# [Parts of the exercise]
a) From the hiking tips text, repeat word for word the passage that starts with "Hiking is not" and ends with "to make adjustments.".
b) According to the hiking tips text, how long is the trek on the Linville Gorge Trail?

# [Extract provided]
========================================

Mistakes On the Trail

Linville River
The Linville River can be seen along the 11-13 mile trek on the Linville Gorge Trail.

Hiking is not for everyone, but is for those who enjoy the outdoors and want to enjoy their time with nature. Struggling out on the trail two miles in will make for a miserable hike or camping experience.

Hopefully, the following tips that i feel are important  will serve as a helpful  starting point.  Consider them them as you would the trailhead — and  while you are suiting up,keep in mind that you m,might need to make adjustments.

What should I bring?
A beginner hiker will make the mistake of bringing the whole house to be comfortable. Not a very good idea. Compare your needs with where you are going and if that extra pack pillow is really necessary. Food and water are essential, but evaluate the weight of it all. Not a good idea to bring a can. Transfer it to a lighter carrier or even a Ziplock bag. Clothes are another concern. How much do you need to stay clean and comfortable? You determine, but consider time away and actual needs. That heavy jacket might take up too much space. You should evaluate your gear, food and essentials well before the hike.

Health on the trail
You should always be prepared to mend a wound. I carry a first-aid kit for the basic nicks and cuts, with others items for an ankle sprain or deeper cut. You should also bring enough water and food for the trip. It is possible to get water poisoning by drinking way too much water, so bring small packets of Crystal Light or something similar to hydrate. Not bringing in enough electrolytes to balance the body from dehydration is not a good thing and will shorten the trip. I have seen  people with just a bottle from the local gas station in their hand with several miles to go on the trip. Bad mistake. I carry a hydration pack; there are several kinds on the shelf. Plan out your meals and pack them as light as possible. Nutrients are essential to maintain your energy.   Remember, cans or heavy carriers will only weigh you down.

========================================

Dataset excerpt:
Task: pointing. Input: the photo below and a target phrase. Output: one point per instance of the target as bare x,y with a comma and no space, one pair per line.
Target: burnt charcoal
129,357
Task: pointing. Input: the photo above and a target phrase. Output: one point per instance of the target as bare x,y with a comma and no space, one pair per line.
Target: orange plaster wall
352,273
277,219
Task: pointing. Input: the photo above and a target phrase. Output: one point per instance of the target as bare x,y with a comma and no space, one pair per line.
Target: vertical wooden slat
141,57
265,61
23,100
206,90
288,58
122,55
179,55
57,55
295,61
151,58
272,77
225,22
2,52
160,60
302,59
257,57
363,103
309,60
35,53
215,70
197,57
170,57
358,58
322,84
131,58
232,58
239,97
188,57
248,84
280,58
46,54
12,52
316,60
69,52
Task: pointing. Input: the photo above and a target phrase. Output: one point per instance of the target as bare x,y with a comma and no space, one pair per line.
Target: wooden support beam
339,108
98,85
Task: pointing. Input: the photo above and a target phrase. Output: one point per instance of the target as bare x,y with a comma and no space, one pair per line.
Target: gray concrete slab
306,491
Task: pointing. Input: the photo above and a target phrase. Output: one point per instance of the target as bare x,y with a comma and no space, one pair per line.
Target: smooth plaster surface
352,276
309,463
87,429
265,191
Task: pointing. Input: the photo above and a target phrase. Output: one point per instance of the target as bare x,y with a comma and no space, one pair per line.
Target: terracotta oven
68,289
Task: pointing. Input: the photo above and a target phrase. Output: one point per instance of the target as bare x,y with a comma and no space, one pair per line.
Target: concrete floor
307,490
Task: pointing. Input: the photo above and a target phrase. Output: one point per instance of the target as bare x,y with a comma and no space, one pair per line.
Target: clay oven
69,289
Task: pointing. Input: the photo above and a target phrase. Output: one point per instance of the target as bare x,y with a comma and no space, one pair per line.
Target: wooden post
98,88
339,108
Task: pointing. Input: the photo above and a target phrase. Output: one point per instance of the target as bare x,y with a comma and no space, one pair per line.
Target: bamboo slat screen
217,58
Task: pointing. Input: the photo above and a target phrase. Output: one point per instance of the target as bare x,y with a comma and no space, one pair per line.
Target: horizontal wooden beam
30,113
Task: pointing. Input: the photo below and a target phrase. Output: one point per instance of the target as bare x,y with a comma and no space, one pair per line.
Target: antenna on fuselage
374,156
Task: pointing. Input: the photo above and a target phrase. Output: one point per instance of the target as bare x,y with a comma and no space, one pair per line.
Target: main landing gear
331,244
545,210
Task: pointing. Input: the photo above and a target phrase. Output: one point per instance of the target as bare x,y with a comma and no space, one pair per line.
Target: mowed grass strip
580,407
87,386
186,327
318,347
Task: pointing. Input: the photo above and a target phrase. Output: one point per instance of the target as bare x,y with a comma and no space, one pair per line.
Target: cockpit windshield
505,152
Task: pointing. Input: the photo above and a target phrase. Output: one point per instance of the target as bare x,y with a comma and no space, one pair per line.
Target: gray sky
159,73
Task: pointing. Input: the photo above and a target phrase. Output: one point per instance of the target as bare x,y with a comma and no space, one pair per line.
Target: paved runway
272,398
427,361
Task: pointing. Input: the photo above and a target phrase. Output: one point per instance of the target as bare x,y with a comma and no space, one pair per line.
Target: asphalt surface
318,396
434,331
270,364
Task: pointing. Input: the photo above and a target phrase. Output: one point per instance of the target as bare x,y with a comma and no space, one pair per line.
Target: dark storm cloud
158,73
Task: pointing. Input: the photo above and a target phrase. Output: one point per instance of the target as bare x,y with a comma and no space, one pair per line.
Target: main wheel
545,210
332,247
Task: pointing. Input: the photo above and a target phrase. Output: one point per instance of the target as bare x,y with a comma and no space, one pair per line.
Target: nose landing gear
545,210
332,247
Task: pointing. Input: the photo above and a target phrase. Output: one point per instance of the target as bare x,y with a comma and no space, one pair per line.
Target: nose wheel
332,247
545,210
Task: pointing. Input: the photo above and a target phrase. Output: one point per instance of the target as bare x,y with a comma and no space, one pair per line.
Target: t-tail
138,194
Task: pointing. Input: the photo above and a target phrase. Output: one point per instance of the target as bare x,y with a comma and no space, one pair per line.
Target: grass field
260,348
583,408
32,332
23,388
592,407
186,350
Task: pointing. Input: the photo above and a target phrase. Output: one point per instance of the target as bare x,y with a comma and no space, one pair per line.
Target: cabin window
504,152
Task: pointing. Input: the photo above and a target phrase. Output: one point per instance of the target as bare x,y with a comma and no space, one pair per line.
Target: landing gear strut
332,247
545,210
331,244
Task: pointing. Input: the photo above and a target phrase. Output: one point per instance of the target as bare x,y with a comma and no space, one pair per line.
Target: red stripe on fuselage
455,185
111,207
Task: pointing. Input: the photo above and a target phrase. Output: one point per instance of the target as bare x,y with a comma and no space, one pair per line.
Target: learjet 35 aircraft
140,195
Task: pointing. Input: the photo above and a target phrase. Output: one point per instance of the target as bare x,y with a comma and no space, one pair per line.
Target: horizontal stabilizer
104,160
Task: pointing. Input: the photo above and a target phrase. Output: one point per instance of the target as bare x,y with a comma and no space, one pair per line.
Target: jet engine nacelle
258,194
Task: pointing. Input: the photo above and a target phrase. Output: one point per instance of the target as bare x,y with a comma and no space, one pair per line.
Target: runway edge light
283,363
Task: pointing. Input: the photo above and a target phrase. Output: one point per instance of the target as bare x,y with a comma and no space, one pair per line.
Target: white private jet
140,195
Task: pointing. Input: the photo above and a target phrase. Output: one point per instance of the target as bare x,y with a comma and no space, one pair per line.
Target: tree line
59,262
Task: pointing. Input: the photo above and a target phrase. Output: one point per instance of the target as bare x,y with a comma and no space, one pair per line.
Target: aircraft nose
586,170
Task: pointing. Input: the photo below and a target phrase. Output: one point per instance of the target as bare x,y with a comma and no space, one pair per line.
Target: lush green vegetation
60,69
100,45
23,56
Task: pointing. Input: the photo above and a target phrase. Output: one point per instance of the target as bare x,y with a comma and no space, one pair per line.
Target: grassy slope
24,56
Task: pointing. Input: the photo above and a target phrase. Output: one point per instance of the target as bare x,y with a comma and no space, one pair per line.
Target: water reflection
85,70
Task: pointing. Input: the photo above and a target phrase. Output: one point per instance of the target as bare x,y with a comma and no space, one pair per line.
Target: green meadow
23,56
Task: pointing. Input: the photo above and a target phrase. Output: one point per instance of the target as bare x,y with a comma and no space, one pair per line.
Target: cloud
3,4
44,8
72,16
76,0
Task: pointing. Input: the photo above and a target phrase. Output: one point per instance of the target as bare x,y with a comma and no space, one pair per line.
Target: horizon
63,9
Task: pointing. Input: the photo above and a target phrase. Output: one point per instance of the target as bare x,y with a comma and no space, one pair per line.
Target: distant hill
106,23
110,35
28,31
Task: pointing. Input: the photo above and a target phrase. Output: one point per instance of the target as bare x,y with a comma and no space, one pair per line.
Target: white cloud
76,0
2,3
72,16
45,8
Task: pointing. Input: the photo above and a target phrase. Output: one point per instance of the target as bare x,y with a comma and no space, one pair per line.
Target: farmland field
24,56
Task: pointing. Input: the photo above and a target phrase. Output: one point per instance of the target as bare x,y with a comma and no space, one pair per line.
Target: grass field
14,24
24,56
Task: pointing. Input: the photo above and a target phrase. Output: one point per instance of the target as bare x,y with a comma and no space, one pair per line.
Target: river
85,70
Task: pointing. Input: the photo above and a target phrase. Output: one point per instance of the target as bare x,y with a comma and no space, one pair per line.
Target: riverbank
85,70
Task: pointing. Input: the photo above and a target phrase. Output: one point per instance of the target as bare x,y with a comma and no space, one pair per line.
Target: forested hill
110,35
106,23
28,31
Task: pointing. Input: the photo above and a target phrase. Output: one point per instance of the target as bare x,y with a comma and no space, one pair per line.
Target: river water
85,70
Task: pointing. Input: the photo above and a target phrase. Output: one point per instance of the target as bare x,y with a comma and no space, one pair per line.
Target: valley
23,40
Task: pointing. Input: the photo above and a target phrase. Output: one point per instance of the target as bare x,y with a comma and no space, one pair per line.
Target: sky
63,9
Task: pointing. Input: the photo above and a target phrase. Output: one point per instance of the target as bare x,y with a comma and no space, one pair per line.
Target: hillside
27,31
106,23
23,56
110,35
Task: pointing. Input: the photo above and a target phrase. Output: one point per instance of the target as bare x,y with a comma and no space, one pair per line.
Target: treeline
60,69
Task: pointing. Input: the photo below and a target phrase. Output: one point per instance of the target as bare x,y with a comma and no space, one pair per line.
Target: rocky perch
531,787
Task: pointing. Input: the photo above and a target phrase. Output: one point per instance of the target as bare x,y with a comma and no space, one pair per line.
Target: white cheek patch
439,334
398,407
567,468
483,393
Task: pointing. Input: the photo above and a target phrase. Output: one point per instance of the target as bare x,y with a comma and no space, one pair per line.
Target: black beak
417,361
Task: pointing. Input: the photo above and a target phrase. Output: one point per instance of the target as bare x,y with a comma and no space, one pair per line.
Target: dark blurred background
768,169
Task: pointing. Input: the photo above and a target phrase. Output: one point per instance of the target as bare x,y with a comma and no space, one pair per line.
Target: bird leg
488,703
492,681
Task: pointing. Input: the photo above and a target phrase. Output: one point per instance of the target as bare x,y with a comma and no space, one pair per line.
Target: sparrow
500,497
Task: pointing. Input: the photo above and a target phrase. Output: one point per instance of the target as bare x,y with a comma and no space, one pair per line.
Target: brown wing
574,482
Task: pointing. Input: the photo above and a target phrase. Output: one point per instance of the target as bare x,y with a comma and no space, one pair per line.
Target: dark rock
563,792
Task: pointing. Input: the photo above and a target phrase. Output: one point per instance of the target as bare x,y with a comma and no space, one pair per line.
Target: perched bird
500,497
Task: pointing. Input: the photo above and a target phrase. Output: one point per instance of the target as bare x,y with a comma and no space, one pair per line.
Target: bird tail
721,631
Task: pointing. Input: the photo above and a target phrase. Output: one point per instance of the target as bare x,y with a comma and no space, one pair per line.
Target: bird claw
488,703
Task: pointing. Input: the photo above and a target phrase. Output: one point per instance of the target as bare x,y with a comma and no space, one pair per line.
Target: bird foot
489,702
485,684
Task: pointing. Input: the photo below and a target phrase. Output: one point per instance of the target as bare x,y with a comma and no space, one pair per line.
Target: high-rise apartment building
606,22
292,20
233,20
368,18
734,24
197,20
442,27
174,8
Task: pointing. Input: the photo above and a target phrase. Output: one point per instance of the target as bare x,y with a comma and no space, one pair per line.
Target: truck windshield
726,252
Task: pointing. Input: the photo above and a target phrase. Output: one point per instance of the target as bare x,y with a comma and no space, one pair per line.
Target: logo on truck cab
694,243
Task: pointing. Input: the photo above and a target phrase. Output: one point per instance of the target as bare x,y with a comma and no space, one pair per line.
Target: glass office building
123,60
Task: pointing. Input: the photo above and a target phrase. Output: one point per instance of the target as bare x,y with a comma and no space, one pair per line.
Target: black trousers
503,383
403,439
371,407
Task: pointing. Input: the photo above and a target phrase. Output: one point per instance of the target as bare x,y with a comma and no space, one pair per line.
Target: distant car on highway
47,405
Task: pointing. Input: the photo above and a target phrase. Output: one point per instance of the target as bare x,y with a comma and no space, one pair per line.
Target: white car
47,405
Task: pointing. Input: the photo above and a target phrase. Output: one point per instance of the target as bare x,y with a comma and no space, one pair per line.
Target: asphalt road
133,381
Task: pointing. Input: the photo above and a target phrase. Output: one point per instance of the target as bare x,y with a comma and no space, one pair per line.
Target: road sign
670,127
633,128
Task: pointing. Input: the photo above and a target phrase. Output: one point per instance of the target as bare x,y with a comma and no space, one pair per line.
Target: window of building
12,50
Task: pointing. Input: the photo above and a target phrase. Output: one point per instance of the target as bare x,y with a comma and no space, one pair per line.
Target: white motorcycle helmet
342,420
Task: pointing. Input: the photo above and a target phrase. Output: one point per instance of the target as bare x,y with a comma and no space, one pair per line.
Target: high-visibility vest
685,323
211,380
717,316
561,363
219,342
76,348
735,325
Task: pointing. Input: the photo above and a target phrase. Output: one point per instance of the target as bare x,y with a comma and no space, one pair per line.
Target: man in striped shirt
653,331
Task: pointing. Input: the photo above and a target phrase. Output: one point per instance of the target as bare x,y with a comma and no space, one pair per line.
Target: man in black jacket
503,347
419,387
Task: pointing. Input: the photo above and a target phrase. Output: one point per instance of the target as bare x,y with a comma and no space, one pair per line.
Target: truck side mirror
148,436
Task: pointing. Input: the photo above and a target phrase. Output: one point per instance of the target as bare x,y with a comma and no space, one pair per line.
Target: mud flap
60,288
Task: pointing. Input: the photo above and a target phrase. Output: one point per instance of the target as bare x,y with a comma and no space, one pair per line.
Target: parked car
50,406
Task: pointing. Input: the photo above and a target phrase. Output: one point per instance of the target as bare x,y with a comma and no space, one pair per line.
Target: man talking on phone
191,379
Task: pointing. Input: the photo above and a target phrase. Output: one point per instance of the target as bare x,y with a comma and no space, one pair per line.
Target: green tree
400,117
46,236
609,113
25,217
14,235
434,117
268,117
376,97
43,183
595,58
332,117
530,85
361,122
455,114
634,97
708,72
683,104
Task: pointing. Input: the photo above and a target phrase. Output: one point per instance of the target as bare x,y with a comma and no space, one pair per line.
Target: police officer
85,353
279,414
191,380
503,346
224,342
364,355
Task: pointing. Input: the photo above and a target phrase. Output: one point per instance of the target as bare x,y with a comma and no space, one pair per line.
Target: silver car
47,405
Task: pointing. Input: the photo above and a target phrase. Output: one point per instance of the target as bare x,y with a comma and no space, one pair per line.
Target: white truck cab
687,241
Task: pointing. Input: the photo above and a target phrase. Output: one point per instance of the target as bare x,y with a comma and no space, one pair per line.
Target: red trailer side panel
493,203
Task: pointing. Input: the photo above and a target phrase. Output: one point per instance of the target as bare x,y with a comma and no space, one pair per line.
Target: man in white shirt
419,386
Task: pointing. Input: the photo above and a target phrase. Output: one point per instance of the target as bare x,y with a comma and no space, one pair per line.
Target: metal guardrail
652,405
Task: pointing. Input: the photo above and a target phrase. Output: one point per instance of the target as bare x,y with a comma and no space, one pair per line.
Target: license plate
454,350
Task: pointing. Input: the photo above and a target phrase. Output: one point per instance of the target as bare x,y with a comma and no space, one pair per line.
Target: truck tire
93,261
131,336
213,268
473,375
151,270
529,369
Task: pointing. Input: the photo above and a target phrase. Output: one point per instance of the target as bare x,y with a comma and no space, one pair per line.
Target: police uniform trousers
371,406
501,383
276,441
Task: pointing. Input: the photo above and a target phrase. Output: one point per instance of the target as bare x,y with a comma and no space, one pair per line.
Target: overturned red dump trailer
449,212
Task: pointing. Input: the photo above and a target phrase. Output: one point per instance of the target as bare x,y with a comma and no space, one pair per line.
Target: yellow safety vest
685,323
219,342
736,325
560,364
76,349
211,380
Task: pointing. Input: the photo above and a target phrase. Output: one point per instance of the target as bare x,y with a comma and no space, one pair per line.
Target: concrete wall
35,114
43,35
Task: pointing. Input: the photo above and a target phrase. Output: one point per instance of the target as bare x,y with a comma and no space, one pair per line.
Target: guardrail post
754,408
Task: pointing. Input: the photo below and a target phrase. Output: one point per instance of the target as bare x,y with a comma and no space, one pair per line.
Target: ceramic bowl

========================================

# [Outputs by task]
a)
Hiking is not for everyone, but is for those who enjoy the outdoors and want to enjoy their time with nature. Struggling out on the trail two miles in will make for a miserable hike or camping experience.

Hopefully, the following tips that i feel are important  will serve as a helpful  starting point.  Consider them them as you would the trailhead — and  while you are suiting up,keep in mind that you m,might need to make adjustments.

b) 11-13 miles